■ Input for this task:
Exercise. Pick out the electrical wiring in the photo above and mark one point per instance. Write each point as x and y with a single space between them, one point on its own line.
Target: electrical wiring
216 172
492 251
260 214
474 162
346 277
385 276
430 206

■ Directions:
Rewrite all the entries above, changing each occurrence of "electrical wiring" to "power cables" and keeping everything else the same.

■ The output:
Exercise. Pick out the power cables in the photo above and mark one point per instance. Write each point as x and y with a single space between them, one point on its own line.
Target: power cables
216 172
492 251
260 214
474 162
346 277
385 276
430 206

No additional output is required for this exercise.